Image-grounded pointing data:
= = = = =

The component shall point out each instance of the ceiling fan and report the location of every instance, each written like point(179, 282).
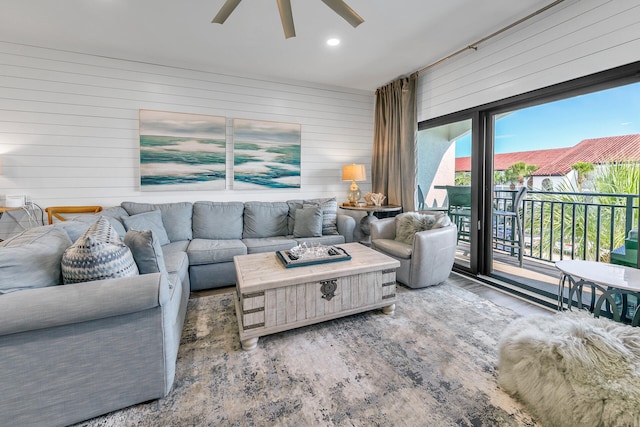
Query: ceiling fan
point(338, 6)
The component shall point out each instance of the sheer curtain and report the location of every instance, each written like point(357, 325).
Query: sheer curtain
point(393, 166)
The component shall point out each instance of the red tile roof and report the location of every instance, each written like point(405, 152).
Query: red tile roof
point(558, 161)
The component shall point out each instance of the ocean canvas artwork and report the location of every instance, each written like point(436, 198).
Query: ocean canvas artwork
point(266, 154)
point(180, 151)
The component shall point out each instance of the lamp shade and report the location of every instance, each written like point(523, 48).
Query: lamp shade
point(354, 172)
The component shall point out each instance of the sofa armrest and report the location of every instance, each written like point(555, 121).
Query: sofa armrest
point(383, 229)
point(346, 225)
point(52, 306)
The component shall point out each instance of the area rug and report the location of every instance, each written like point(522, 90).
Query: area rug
point(432, 363)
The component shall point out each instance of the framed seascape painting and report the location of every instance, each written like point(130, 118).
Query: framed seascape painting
point(180, 151)
point(265, 154)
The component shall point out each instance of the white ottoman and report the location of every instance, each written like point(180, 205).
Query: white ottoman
point(571, 369)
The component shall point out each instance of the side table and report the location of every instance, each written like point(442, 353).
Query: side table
point(605, 280)
point(365, 222)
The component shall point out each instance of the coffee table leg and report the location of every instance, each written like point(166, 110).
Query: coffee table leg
point(250, 344)
point(390, 309)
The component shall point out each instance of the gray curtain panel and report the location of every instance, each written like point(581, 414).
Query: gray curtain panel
point(393, 166)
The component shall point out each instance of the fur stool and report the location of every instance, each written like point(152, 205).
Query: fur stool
point(571, 369)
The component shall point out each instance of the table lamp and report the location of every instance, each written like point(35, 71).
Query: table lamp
point(353, 173)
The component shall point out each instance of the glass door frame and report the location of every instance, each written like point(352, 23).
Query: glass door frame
point(482, 143)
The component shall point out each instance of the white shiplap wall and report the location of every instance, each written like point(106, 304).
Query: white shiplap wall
point(573, 39)
point(69, 125)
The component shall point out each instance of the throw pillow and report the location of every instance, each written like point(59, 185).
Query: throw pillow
point(329, 214)
point(146, 251)
point(410, 223)
point(96, 255)
point(151, 220)
point(308, 222)
point(31, 259)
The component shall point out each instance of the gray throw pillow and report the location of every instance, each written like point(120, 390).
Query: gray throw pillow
point(151, 220)
point(410, 223)
point(146, 251)
point(31, 259)
point(99, 254)
point(308, 222)
point(329, 214)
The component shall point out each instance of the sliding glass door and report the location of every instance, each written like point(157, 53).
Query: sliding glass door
point(577, 161)
point(444, 180)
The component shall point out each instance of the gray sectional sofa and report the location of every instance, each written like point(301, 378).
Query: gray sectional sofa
point(75, 351)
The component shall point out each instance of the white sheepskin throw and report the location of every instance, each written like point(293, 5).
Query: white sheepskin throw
point(571, 369)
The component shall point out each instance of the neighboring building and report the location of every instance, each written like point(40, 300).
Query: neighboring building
point(555, 164)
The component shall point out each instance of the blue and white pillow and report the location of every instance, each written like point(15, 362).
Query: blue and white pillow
point(98, 254)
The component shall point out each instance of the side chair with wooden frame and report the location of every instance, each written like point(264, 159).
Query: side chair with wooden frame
point(57, 211)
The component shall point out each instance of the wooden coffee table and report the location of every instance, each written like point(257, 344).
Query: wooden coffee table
point(272, 298)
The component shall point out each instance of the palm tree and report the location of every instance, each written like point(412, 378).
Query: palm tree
point(601, 219)
point(582, 169)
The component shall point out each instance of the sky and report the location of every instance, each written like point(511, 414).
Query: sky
point(566, 122)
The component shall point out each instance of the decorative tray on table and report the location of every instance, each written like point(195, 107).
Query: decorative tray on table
point(302, 255)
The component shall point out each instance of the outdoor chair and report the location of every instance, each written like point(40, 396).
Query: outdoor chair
point(420, 198)
point(459, 209)
point(506, 222)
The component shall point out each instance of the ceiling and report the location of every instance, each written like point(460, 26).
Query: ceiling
point(397, 37)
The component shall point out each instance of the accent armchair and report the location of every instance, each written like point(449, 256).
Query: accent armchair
point(427, 261)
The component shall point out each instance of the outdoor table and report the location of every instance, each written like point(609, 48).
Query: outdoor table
point(606, 279)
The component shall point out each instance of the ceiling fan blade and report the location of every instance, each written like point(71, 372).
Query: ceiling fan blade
point(342, 9)
point(286, 16)
point(225, 11)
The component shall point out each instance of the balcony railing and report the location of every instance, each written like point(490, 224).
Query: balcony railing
point(569, 225)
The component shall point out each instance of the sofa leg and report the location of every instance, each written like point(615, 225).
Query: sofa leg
point(250, 344)
point(390, 309)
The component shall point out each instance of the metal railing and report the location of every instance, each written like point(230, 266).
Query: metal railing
point(570, 225)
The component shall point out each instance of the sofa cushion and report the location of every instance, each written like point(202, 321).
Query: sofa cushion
point(329, 214)
point(217, 220)
point(268, 244)
point(151, 220)
point(146, 250)
point(294, 205)
point(308, 222)
point(175, 261)
point(265, 219)
point(98, 254)
point(176, 217)
point(394, 248)
point(31, 259)
point(208, 251)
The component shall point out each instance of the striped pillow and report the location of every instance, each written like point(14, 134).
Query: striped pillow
point(98, 254)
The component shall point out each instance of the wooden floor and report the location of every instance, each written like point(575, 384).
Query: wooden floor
point(500, 298)
point(503, 299)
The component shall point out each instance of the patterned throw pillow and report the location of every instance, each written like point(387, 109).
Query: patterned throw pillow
point(98, 254)
point(329, 214)
point(410, 223)
point(308, 222)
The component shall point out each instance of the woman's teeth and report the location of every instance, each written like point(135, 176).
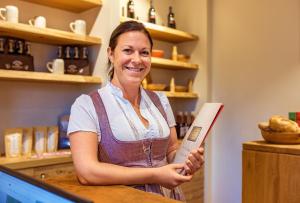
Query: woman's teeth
point(134, 69)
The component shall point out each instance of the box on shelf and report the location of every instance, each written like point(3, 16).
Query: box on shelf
point(15, 54)
point(77, 67)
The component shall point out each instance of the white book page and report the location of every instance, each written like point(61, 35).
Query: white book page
point(198, 130)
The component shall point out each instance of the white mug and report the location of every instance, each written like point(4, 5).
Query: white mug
point(78, 27)
point(10, 14)
point(38, 21)
point(57, 66)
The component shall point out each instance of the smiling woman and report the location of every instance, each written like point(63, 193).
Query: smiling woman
point(124, 134)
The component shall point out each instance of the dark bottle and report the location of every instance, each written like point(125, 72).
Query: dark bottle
point(27, 48)
point(152, 13)
point(179, 124)
point(171, 18)
point(60, 52)
point(130, 9)
point(2, 45)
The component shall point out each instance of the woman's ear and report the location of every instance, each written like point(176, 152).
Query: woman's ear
point(110, 55)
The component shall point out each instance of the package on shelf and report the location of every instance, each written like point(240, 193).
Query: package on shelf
point(52, 138)
point(40, 139)
point(13, 142)
point(75, 59)
point(63, 123)
point(27, 139)
point(15, 54)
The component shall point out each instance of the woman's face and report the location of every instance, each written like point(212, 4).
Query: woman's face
point(131, 58)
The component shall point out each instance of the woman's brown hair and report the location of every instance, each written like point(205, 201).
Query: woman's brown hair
point(124, 27)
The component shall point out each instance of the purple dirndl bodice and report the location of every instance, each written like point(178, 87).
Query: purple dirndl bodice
point(144, 153)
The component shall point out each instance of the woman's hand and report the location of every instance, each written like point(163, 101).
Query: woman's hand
point(169, 177)
point(195, 161)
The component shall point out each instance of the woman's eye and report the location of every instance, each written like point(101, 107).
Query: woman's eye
point(127, 51)
point(145, 53)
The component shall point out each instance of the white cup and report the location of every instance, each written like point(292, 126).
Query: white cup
point(38, 21)
point(10, 14)
point(78, 27)
point(57, 66)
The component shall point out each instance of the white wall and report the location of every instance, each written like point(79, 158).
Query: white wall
point(26, 104)
point(255, 72)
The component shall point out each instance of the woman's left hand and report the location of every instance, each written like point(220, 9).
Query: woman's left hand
point(194, 161)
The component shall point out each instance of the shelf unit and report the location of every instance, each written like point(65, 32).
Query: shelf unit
point(76, 6)
point(171, 64)
point(63, 156)
point(45, 35)
point(47, 77)
point(183, 95)
point(165, 33)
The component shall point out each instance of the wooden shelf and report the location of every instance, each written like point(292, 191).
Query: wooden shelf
point(69, 5)
point(45, 35)
point(47, 77)
point(170, 64)
point(165, 33)
point(183, 95)
point(28, 162)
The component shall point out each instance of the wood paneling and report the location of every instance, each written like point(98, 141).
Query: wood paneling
point(170, 64)
point(69, 5)
point(165, 33)
point(47, 77)
point(45, 35)
point(270, 176)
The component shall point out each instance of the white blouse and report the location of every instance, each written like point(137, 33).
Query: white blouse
point(124, 122)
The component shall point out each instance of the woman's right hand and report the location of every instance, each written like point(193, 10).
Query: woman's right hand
point(169, 177)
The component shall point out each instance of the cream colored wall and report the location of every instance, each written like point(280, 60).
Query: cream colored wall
point(25, 104)
point(255, 72)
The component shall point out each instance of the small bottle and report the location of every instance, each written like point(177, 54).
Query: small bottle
point(84, 53)
point(152, 13)
point(68, 52)
point(174, 53)
point(186, 124)
point(145, 83)
point(130, 9)
point(27, 48)
point(179, 124)
point(20, 47)
point(59, 52)
point(76, 52)
point(11, 46)
point(2, 43)
point(190, 85)
point(171, 18)
point(172, 85)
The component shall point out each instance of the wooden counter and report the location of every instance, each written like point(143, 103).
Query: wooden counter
point(106, 194)
point(271, 173)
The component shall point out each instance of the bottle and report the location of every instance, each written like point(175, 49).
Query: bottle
point(11, 46)
point(59, 52)
point(179, 124)
point(152, 13)
point(2, 42)
point(84, 53)
point(186, 122)
point(174, 53)
point(19, 47)
point(130, 9)
point(76, 52)
point(27, 48)
point(172, 85)
point(171, 18)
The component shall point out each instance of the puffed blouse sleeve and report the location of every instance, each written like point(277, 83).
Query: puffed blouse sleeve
point(168, 109)
point(83, 116)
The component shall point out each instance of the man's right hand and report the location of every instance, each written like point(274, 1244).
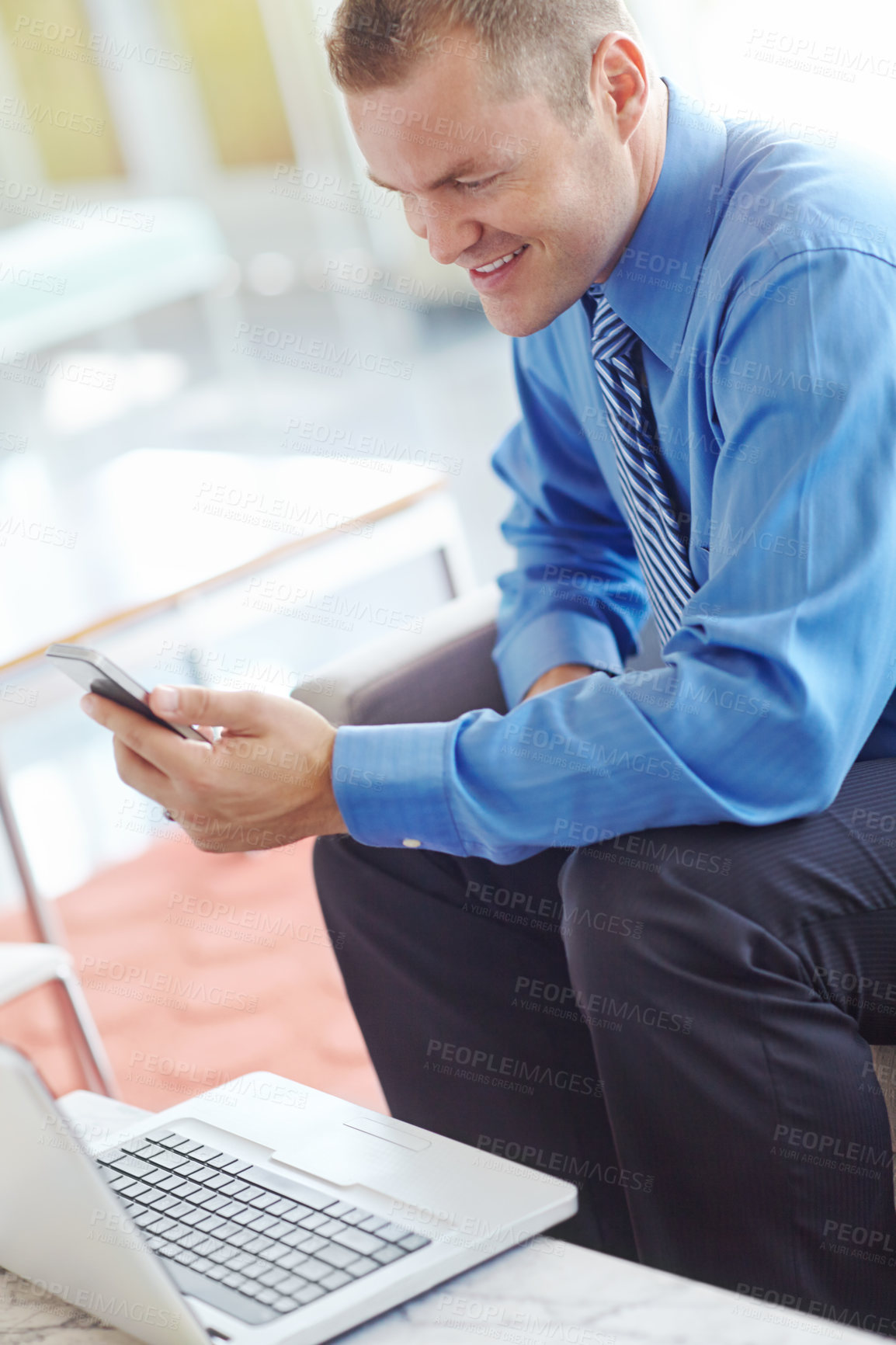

= = = = =

### Activity:
Exact copy, pictures excluded: from the line with "Query: sofa leg" up to and including the line with "The component shall point out each instance of the white mug" in the data above.

### Your response:
Query: sofa leg
point(250, 344)
point(390, 309)
The component shall point out each instance of the metal railing and report the location of every instance, each written like point(230, 266).
Query: metal railing
point(570, 225)
The component shall point out each instance of the sofa cushion and report the location of every instance, each written like point(202, 321).
Query: sofa cushion
point(329, 214)
point(217, 220)
point(268, 244)
point(151, 220)
point(146, 250)
point(294, 205)
point(308, 222)
point(175, 261)
point(265, 219)
point(98, 254)
point(176, 217)
point(394, 248)
point(31, 259)
point(208, 251)
The component shall point out each instance of the striped pillow and report the location of every instance, each written like point(14, 134).
Query: striped pillow
point(98, 254)
The component shall point out each instance of the wooden floor and report the location of every instance, each written like point(575, 384).
Query: wooden floor
point(500, 298)
point(503, 299)
The component shall point out each instance of the patterned throw pillow and report the location of every instance, each written like point(387, 109).
Query: patterned throw pillow
point(98, 254)
point(329, 214)
point(410, 223)
point(308, 222)
The component shall point out each instance of the woman's teeth and report the location of every instance, each written like point(135, 176).
Query: woman's teeth
point(134, 69)
The component shall point out each instance of the box on shelf and report the location of every instance, each written like point(3, 16).
Query: box on shelf
point(15, 54)
point(77, 67)
The component shall point out each instance of the white book page and report the location of every instance, each written like point(61, 35).
Query: white book page
point(198, 130)
The component shall point out each instance of the white mug and report the location of every instance, each written like point(4, 5).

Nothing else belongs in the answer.